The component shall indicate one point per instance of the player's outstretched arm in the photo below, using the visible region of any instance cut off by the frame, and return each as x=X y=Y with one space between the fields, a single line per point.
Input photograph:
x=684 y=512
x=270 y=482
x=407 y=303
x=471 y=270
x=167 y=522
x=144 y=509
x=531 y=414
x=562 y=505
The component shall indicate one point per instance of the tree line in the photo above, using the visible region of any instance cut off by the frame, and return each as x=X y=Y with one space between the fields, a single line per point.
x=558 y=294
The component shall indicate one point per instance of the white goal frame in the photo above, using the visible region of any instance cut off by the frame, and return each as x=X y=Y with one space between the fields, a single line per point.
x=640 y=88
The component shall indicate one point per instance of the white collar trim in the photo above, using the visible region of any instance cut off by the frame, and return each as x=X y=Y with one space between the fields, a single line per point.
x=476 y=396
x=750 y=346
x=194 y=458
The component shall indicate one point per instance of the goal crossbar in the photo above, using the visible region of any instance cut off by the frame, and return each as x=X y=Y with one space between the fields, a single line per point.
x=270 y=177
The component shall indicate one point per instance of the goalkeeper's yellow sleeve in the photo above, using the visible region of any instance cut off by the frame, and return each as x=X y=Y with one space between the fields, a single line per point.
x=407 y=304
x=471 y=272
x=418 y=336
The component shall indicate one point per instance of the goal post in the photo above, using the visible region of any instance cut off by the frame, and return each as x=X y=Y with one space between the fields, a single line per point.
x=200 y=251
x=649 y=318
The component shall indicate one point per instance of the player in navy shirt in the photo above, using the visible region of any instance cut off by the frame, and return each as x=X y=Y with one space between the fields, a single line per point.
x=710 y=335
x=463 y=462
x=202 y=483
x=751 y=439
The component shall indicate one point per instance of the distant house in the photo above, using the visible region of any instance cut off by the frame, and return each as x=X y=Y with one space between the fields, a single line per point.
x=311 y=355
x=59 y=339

---*---

Required work: Can you rewrite all the lines above as a two-column CSV with the header row text,points, giving one row for each line together with the coordinates that follow it, each value in a single quoted field and any line breaks replaced by spaces?

Expected output:
text,points
"The component shall indicate one point per instance of the player's outstretched arm in the photo below, using the visible region of any instance cut off by the frame, and return each as x=X y=Y with one space between the fields, a single line per point. Input photograph:","x=684 y=512 x=270 y=482 x=407 y=303 x=471 y=270 x=167 y=522 x=144 y=509 x=531 y=414 x=562 y=505"
"The component shall indicate one point per instance of the tree line in the photo above, using the visible region of any instance cut off by the frame, and return each as x=X y=Y with one space between the fields, a single line per point.","x=558 y=294"
"The component shall indicate one point per instance of the white goal frame in the photo above, using the visible region of any instance cut off by the frame, and return each as x=X y=Y with one space between the fields, a single line per point.","x=640 y=88"
"The component shall indicate one point per instance of the white collar trim in the photo above, using the visible region of any instance cut off by the frame, and return each as x=X y=Y with one space between the fields, a single line per point.","x=476 y=396 x=750 y=346 x=194 y=458"
"The component shall indicate one point per instance of the goal crossbar in the photo above, using the visible region of any instance cut off by the frame, and return each as x=X y=Y with one space between the fields, a single line per point.","x=270 y=177"
"The component shall indicate one point per instance of the goalkeeper's yellow sleeve in the photo above, using the visible region of any instance cut off by the frame, and return each as x=X y=Y with one space between the fields, a single line per point.","x=407 y=304 x=471 y=272 x=418 y=336"
"The component shall indicate one point per instance of the goal post in the photo above, using the visible region of any instance cut off by the frame, and return each as x=X y=Y with one space between the fields, a single line per point.","x=200 y=251 x=649 y=318"
"The component shall indicate one point per instance of the player in navy shirt in the photo above, using the visible region of any instance cut off by the frame, and return each as x=X y=Y with one space between the fields, a single line per point.","x=710 y=335 x=463 y=462 x=202 y=483 x=751 y=439"
"The component shall indicate one point per instance of the distant house in the photo above, using the visible region of any instance cut off by the frame, and return each as x=X y=Y with one space between the fields, a single line per point.","x=311 y=355 x=59 y=339"